Items listed in a dataset
>> BEGIN

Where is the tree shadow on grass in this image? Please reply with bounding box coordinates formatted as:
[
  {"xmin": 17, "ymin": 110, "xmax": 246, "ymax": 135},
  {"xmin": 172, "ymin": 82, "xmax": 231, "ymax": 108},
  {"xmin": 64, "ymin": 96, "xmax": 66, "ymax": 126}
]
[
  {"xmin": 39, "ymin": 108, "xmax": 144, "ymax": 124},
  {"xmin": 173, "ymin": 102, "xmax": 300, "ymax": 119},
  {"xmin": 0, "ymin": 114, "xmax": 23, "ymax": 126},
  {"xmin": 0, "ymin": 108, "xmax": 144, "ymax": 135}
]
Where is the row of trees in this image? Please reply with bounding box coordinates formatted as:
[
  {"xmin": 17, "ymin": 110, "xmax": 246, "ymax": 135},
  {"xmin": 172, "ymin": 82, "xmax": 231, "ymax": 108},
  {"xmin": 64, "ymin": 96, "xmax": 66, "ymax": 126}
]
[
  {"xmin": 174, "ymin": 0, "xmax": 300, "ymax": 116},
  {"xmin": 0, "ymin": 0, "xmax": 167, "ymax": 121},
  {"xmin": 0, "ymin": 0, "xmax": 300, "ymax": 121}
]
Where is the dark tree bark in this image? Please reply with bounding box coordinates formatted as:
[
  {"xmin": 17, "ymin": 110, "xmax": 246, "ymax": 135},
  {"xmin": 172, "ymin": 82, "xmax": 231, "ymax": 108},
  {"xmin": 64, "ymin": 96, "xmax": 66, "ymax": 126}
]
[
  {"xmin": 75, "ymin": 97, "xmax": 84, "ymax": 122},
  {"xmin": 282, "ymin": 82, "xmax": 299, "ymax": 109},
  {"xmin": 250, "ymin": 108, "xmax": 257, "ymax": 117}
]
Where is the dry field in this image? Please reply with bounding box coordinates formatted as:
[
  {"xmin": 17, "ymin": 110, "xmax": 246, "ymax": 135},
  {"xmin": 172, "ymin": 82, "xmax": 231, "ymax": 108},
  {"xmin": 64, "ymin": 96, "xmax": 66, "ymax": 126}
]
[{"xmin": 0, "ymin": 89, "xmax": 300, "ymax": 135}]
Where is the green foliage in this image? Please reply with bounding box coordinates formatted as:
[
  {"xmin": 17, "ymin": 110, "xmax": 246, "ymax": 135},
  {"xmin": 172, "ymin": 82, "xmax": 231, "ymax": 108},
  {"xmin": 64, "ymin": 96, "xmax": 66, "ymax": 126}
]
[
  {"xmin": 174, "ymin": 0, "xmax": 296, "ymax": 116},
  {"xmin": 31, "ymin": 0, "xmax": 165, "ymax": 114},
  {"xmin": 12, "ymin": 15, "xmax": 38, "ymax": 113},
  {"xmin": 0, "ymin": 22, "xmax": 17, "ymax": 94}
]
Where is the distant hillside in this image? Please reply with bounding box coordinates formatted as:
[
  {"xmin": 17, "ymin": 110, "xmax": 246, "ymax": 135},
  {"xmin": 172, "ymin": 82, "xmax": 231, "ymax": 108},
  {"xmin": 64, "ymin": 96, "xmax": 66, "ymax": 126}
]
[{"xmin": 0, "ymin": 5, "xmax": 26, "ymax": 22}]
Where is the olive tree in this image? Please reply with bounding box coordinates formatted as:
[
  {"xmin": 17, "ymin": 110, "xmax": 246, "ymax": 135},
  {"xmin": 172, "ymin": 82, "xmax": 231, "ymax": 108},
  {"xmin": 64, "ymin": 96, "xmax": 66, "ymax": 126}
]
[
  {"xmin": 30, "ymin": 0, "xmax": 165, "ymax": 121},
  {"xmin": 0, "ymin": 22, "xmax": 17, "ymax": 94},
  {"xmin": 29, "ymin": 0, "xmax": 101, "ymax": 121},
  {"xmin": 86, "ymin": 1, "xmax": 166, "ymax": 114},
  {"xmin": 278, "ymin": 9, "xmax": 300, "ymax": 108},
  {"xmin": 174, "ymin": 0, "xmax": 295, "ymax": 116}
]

>> END

• INSTRUCTIONS TO FOLLOW
Render every line of the records above as a Markdown table with the columns "No." and "Line". Number the rows in order and leave out any blank lines.

• TASK OUTPUT
| No. | Line |
|---|---|
| 1 | Where is the tree shadow on grass in this image? Please reply with bounding box coordinates formatted as: |
| 2 | [ |
| 3 |   {"xmin": 17, "ymin": 110, "xmax": 246, "ymax": 135}, |
| 4 |   {"xmin": 172, "ymin": 82, "xmax": 231, "ymax": 108}, |
| 5 |   {"xmin": 64, "ymin": 96, "xmax": 66, "ymax": 126} |
| 6 | ] |
| 7 | [ |
| 8 |   {"xmin": 39, "ymin": 108, "xmax": 144, "ymax": 124}, |
| 9 |   {"xmin": 173, "ymin": 102, "xmax": 300, "ymax": 119}, |
| 10 |   {"xmin": 0, "ymin": 114, "xmax": 23, "ymax": 126}, |
| 11 |   {"xmin": 0, "ymin": 108, "xmax": 144, "ymax": 135} |
| 12 | ] |
| 13 | Where is the row of trees in this image? Please reply with bounding box coordinates formatted as: |
| 14 | [ |
| 15 |   {"xmin": 17, "ymin": 110, "xmax": 246, "ymax": 135}, |
| 16 |   {"xmin": 172, "ymin": 82, "xmax": 231, "ymax": 108}, |
| 17 |   {"xmin": 64, "ymin": 96, "xmax": 66, "ymax": 126} |
| 18 | ] |
| 19 | [ |
| 20 |   {"xmin": 174, "ymin": 0, "xmax": 300, "ymax": 116}, |
| 21 |   {"xmin": 0, "ymin": 0, "xmax": 167, "ymax": 121}, |
| 22 |   {"xmin": 0, "ymin": 0, "xmax": 300, "ymax": 121} |
| 23 | ] |
| 24 | Where is the dark tree bark in this image? Please reply with bounding box coordinates formatted as: |
| 25 | [ |
| 26 |   {"xmin": 17, "ymin": 110, "xmax": 246, "ymax": 135}, |
| 27 |   {"xmin": 172, "ymin": 82, "xmax": 231, "ymax": 108}, |
| 28 |   {"xmin": 64, "ymin": 96, "xmax": 66, "ymax": 126} |
| 29 | ] |
| 30 | [ |
| 31 |   {"xmin": 75, "ymin": 97, "xmax": 84, "ymax": 122}, |
| 32 |   {"xmin": 282, "ymin": 82, "xmax": 299, "ymax": 109}, |
| 33 |   {"xmin": 250, "ymin": 108, "xmax": 257, "ymax": 117} |
| 34 | ] |
| 35 | Where is the dry field in this image? Please reply with bounding box coordinates formatted as: |
| 36 | [ |
| 37 |   {"xmin": 17, "ymin": 110, "xmax": 246, "ymax": 135}, |
| 38 |   {"xmin": 172, "ymin": 82, "xmax": 231, "ymax": 108}, |
| 39 |   {"xmin": 64, "ymin": 96, "xmax": 66, "ymax": 126} |
| 40 | ] |
| 41 | [{"xmin": 0, "ymin": 89, "xmax": 300, "ymax": 135}] |
| 42 | Where is the green foliage in this image? Please reply with bounding box coordinates formatted as: |
| 43 | [ |
| 44 |   {"xmin": 17, "ymin": 110, "xmax": 246, "ymax": 135}, |
| 45 |   {"xmin": 172, "ymin": 82, "xmax": 231, "ymax": 108}, |
| 46 |   {"xmin": 64, "ymin": 96, "xmax": 66, "ymax": 126} |
| 47 | ] |
| 48 | [ |
| 49 |   {"xmin": 174, "ymin": 0, "xmax": 296, "ymax": 116}, |
| 50 |   {"xmin": 31, "ymin": 0, "xmax": 165, "ymax": 114}, |
| 51 |   {"xmin": 12, "ymin": 15, "xmax": 38, "ymax": 113}, |
| 52 |   {"xmin": 0, "ymin": 22, "xmax": 17, "ymax": 94} |
| 53 | ] |
| 54 | Where is the distant hillside in this image? Please reply with bounding box coordinates formatted as: |
| 55 | [ |
| 56 |   {"xmin": 17, "ymin": 110, "xmax": 246, "ymax": 135}, |
| 57 |   {"xmin": 172, "ymin": 82, "xmax": 231, "ymax": 108}, |
| 58 |   {"xmin": 64, "ymin": 96, "xmax": 66, "ymax": 126} |
| 59 | ] |
| 60 | [{"xmin": 0, "ymin": 5, "xmax": 26, "ymax": 22}] |
| 61 | Where is the olive tree in this image? Please reply with bounding box coordinates formatted as: |
| 62 | [ |
| 63 |   {"xmin": 17, "ymin": 110, "xmax": 246, "ymax": 135}, |
| 64 |   {"xmin": 172, "ymin": 82, "xmax": 231, "ymax": 108}, |
| 65 |   {"xmin": 64, "ymin": 96, "xmax": 66, "ymax": 126} |
| 66 | ] |
| 67 | [ |
| 68 |   {"xmin": 30, "ymin": 0, "xmax": 165, "ymax": 121}, |
| 69 |   {"xmin": 0, "ymin": 22, "xmax": 17, "ymax": 94}, |
| 70 |   {"xmin": 29, "ymin": 0, "xmax": 101, "ymax": 121}, |
| 71 |   {"xmin": 86, "ymin": 1, "xmax": 166, "ymax": 114}, |
| 72 |   {"xmin": 278, "ymin": 9, "xmax": 300, "ymax": 108}, |
| 73 |   {"xmin": 174, "ymin": 0, "xmax": 295, "ymax": 116} |
| 74 | ] |